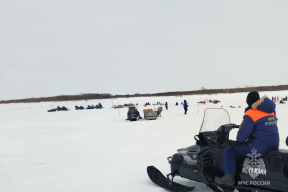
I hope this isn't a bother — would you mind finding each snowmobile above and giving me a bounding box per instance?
[57,106,69,111]
[126,105,142,121]
[86,105,96,109]
[143,107,162,120]
[147,108,288,192]
[47,108,57,112]
[75,105,84,110]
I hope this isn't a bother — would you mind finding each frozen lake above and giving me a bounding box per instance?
[0,91,288,192]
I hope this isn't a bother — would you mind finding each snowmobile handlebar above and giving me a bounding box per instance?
[233,124,240,128]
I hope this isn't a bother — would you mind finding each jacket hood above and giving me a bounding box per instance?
[252,95,276,113]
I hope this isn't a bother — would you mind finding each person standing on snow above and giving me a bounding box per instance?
[183,100,188,115]
[214,91,280,185]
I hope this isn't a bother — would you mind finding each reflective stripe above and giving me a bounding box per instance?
[244,109,276,122]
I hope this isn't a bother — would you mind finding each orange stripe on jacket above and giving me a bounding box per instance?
[244,109,276,122]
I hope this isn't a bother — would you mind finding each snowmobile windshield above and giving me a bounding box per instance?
[200,108,230,132]
[129,107,136,113]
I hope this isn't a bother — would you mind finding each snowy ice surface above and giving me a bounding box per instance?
[0,91,288,192]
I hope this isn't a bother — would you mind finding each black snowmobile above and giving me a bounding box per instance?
[126,105,142,121]
[86,105,96,109]
[147,108,288,192]
[47,108,57,112]
[75,105,85,110]
[57,106,69,111]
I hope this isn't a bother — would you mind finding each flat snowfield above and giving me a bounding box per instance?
[0,91,288,192]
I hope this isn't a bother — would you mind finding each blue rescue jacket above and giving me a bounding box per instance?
[237,96,279,156]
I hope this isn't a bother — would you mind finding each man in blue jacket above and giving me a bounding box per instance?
[214,91,279,185]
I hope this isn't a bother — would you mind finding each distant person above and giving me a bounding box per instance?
[181,100,188,115]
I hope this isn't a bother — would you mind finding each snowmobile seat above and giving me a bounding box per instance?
[263,149,288,163]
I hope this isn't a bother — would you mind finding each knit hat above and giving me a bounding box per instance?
[246,91,260,105]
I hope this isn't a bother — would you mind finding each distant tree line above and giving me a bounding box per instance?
[0,85,288,104]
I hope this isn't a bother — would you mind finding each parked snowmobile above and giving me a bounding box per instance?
[86,105,95,109]
[47,108,57,112]
[75,105,85,110]
[126,105,142,121]
[143,107,162,120]
[147,108,288,192]
[57,106,69,111]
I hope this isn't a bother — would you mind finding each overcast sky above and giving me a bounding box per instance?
[0,0,288,100]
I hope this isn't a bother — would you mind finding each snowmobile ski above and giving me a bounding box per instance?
[147,166,195,192]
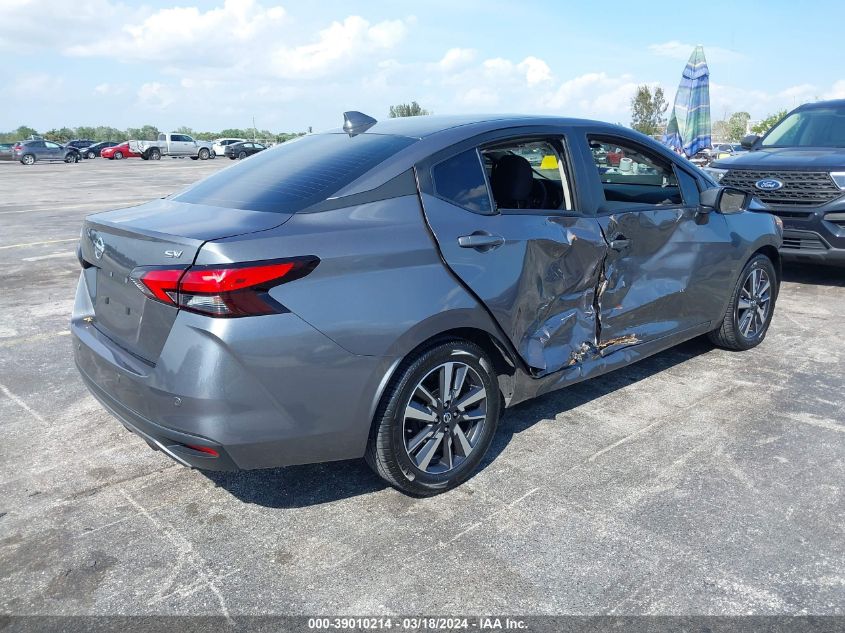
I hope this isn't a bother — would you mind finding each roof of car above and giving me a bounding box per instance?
[798,99,845,110]
[326,114,608,138]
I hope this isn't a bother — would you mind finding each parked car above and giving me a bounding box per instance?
[708,100,845,266]
[129,132,216,160]
[12,141,82,165]
[64,139,96,156]
[211,138,246,156]
[100,141,141,160]
[82,141,120,158]
[226,141,267,160]
[76,112,781,495]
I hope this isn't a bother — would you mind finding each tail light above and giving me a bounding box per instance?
[129,256,320,317]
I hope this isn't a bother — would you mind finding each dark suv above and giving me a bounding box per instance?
[705,100,845,266]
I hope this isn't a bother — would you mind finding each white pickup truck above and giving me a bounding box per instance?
[129,132,216,160]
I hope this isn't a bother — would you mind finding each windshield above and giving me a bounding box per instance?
[761,108,845,147]
[174,134,417,213]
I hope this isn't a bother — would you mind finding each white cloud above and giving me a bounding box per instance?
[66,0,285,67]
[437,48,476,71]
[648,40,743,62]
[271,15,407,78]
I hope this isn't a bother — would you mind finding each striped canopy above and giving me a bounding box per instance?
[663,46,710,157]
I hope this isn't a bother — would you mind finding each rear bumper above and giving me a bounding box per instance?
[71,272,394,470]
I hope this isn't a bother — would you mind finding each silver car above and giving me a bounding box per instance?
[71,113,781,495]
[12,140,82,165]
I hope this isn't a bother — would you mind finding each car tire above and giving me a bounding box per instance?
[365,339,501,497]
[708,254,779,351]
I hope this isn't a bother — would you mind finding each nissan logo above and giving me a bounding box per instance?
[754,178,783,191]
[91,232,106,259]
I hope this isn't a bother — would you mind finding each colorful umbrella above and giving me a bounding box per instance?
[663,46,710,157]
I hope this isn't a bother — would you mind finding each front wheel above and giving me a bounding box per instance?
[709,255,780,350]
[366,340,501,496]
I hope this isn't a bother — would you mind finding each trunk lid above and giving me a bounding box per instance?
[80,200,291,363]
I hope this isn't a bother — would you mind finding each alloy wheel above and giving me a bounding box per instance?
[736,268,772,339]
[402,361,487,474]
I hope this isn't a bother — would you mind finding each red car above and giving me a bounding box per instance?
[100,141,141,160]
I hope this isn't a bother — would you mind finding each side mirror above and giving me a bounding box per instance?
[739,134,760,149]
[699,187,753,214]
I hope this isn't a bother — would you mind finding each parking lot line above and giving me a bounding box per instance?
[0,237,79,251]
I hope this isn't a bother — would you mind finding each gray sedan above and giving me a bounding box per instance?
[71,112,782,495]
[12,140,82,165]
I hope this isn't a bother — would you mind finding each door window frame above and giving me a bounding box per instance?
[584,129,700,217]
[415,125,594,217]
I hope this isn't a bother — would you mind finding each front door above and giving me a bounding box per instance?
[417,134,607,375]
[588,135,731,353]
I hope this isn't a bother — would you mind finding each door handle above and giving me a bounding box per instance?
[458,233,505,251]
[610,237,631,251]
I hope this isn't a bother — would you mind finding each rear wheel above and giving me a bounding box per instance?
[366,340,501,496]
[709,255,779,350]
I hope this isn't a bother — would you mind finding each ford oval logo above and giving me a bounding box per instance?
[754,178,783,191]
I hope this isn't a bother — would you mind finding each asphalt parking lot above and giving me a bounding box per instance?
[0,159,845,620]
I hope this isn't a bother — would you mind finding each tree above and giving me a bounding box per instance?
[751,110,786,136]
[390,101,431,119]
[728,112,751,141]
[631,85,669,136]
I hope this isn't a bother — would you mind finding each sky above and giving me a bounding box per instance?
[0,0,845,132]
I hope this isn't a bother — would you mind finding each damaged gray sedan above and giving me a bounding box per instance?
[71,112,781,495]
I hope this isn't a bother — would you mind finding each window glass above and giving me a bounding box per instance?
[431,148,493,213]
[589,137,683,206]
[761,107,845,147]
[481,139,572,210]
[174,134,416,213]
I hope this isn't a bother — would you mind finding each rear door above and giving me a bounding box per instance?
[417,128,606,375]
[587,134,732,351]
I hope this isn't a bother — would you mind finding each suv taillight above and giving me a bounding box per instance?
[129,256,320,317]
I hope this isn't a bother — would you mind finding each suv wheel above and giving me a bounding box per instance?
[366,340,501,496]
[710,255,779,350]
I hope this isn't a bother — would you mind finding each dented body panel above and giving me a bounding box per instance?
[422,194,607,373]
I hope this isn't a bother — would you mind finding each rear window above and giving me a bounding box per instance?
[174,134,416,213]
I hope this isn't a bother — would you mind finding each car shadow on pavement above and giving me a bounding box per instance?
[479,336,714,471]
[200,337,713,508]
[200,459,387,508]
[783,263,845,288]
+ + + +
» **Exercise directions**: Copy out every one of the records above verbatim, leaving out the pictures.

» **Expected output**:
I hope this isn't a bother — would you mind finding each snowmobile above and giving me a bounding box per instance?
[57,106,69,111]
[126,105,142,121]
[86,105,96,109]
[143,107,162,120]
[147,108,288,192]
[47,108,57,112]
[75,105,84,110]
I hope this isn't a bother — would you mind finding each frozen lake above and giving me a bounding box per instance?
[0,91,288,192]
I hope this isn't a bother — would you mind finding each snowmobile handlebar above and giving me a bounding box per instance?
[233,124,240,128]
I hope this isn't a bother — would you mind finding each jacket hood above and giving me a bounding box per instance?
[252,95,276,113]
I hope this isn't a bother — would you mind finding each person standing on snow above and giving me a bounding box per instance?
[183,100,188,115]
[214,91,280,185]
I hope this isn't a bother — would you mind finding each reflective stripe above and giving me a bounding box per instance?
[244,109,276,122]
I hope this isn't a bother — would you mind finding each orange stripe on jacket above and giving me a bounding box per instance?
[244,109,276,122]
I hope this isn't a bother — would you mind finding each snowmobile windshield above and giving me a bounding box per instance?
[200,108,230,132]
[129,107,136,113]
I hope this isn't a bother — would you mind finding each snowy ice surface above and giving me a bounding box per instance?
[0,91,288,192]
I hope this isn't a bother — would you mind finding each black snowmobile above and giving me a bounding box per instance?
[126,105,142,121]
[86,105,96,109]
[147,108,288,192]
[47,108,57,112]
[75,105,85,110]
[57,106,69,111]
I hope this isn't a bother — would you mind finding each flat snowfield above and giving me a bounding box per instance?
[0,91,288,192]
I hope this isn't a bother — would you mind finding each blue rescue jacket above and giving me a bounding box per instance?
[237,96,279,156]
I hope this isn't a bother — would you mind finding each man in blue jacket above and giving me a bounding box per instance?
[214,91,279,185]
I hope this isn't a bother — would you mind finding each distant person above and giving me a bounding box per instance?
[181,100,188,115]
I hope this isn't a bother — would you mind finding each snowmobile seat above and giving me a bounding box per instance?
[263,149,288,163]
I hope this isn't a bother — would you mind finding each knit hat above and giving me a bounding box per instance?
[246,91,260,105]
I hope this isn't a bother — would you mind finding each distant tree line above and giving me a bounding box per instance?
[0,85,288,104]
I hope this isn't a bother — would you mind finding each parked snowmobile above and giving me a bounding box per instance?
[86,105,95,109]
[47,108,57,112]
[75,105,85,110]
[126,105,142,121]
[143,107,162,120]
[147,108,288,192]
[57,106,69,111]
I hope this isn't a bother — would you mind finding each overcast sky above and giving me a bounding box per instance?
[0,0,288,100]
I hope this isn't a bother — would you mind finding each snowmobile ski above and giving me a bounding box per instance?
[147,166,195,192]
I hope this isn't a bother — would you mind finding each roof of car above and giving me a bounding box per instance?
[798,99,845,110]
[326,114,608,138]
I hope this isn't a bother — would you mind finding each parked car above and giving me a bounding box per instance?
[708,100,845,266]
[129,132,216,160]
[12,141,82,165]
[64,139,96,156]
[211,138,246,156]
[100,141,141,160]
[82,141,120,158]
[226,141,267,160]
[76,112,781,495]
I hope this isn't a bother — would you mind finding each tail light above and giving me a bounding box per instance?
[129,256,320,317]
I hope this isn't a bother — would you mind finding each dark suv above and giving me a bounding box per instance?
[705,100,845,266]
I hope this isn't a bother — would you mind finding each white pickup truck above and giving me a bounding box per instance?
[129,132,216,160]
I hope this isn't a bother — would you mind finding each windshield above and giving me a bounding box per instance?
[761,108,845,147]
[174,134,417,213]
I hope this isn't a bother — would you mind finding each white cloud above and giving me a bounding box per instance?
[66,0,285,67]
[437,48,476,71]
[648,40,743,62]
[271,15,407,78]
I hope this isn't a bother — would you mind finding each striped canopy above and giving me a bounding box per instance?
[663,46,710,157]
I hope this isn't a bother — would you mind finding each rear bumper above and giving me a bounding box per instance?
[71,272,394,470]
I hope this isn't a bother — would you mind finding each silver car above and giving me a bounding box per instance?
[71,113,781,495]
[12,140,82,165]
I hope this isn't a bother — would you mind finding each car tire above and giving me a bounding box per instance?
[365,339,501,497]
[708,254,779,351]
I hope this isn't a bother — would you mind finding each nissan logo above and giving me a bounding box per instance?
[754,178,783,191]
[91,232,106,259]
I hope this isn't a bother — would you mind finding each colorful umbrella above and giving me a bounding box per instance?
[663,46,710,157]
I hope this isn't a bother — would you mind finding each front wheel above and giving me a bounding box per instance?
[709,255,780,350]
[366,340,501,496]
I hope this isn't a bother — would you mind finding each trunk lid above and giving me a bounding box per instance?
[80,200,291,363]
I hope this isn't a bother — would you mind finding each alloy wheel above and giving me a bounding box per instance?
[736,268,772,339]
[402,361,487,474]
I hope this isn't a bother — would you mind finding each red car above and giving me a bounding box per instance?
[100,141,141,160]
I hope this isn't a bother — would you mind finding each side mirror above and giving me a bounding box per instance?
[739,134,760,149]
[699,187,753,214]
I hope this isn't a bother — would you mind finding each parking lot line above and giving me a bounding box per instance?
[0,237,79,251]
I hope this isn't a bother — would you mind finding each gray sedan above and giving me a bounding box per instance?
[71,112,782,495]
[12,140,82,165]
I hope this isn't a bother — would you mind finding each door window frame above and giving me a bounding box per instance?
[584,129,700,217]
[415,125,594,217]
I hope this isn't a bother — would you mind finding each front door above and giving me a bounding box per instance?
[417,134,607,375]
[588,135,731,353]
I hope this isn't a bother — would you mind finding each door handle above and giving me a bounding box per instance?
[458,233,505,251]
[610,237,631,251]
I hope this isn't a bother — would you mind finding each rear wheel above and giving me a bounding box per instance?
[366,340,501,496]
[709,255,779,350]
I hope this isn't a bother — would you mind finding each ford oval logo above and giving me a bounding box per instance?
[754,178,783,191]
I hope this isn't a bother — would you mind finding each asphalt parking lot above and giving me a bounding box per instance?
[0,159,845,620]
I hope this isn't a bother — would you mind finding each tree above and giving me a bounding box per instance?
[751,110,786,136]
[390,101,431,119]
[728,112,751,141]
[631,85,669,136]
I hope this isn't a bother — would you mind finding each sky above and giving me a bounding box per instance?
[0,0,845,132]
I hope this isn't a bother — would you mind finding each damaged gray sedan above and giving me a bounding box per instance?
[71,112,781,495]
I hope this isn't a bother — would you mind finding each window glass above and giving me a bounding box per instance?
[431,148,493,213]
[589,137,683,206]
[761,107,845,147]
[481,139,572,210]
[174,134,416,213]
I hope this isn't a bother — would you mind finding each rear door above and giving me a bounding box per instance?
[417,128,606,375]
[587,134,732,351]
I hope this isn't a bother — would you mind finding each suv taillight above and giving me a bounding box per instance?
[129,256,320,317]
I hope this isn't a bother — would you mind finding each suv wheel above and giving me a bounding box per instance?
[366,340,501,496]
[710,255,779,350]
I hope this isn't a bother — would you mind finding each dented body panel above and giving me a bounding box per instance?
[422,194,607,373]
I hope this isn't a bother — would you mind finding each rear window above and giving me a bounding box per instance?
[174,134,416,213]
I hope this isn't a bother — would you mind finding each car shadow on pavement above and giving me a bounding box per instance?
[479,336,714,471]
[200,337,713,508]
[200,459,387,508]
[783,263,845,288]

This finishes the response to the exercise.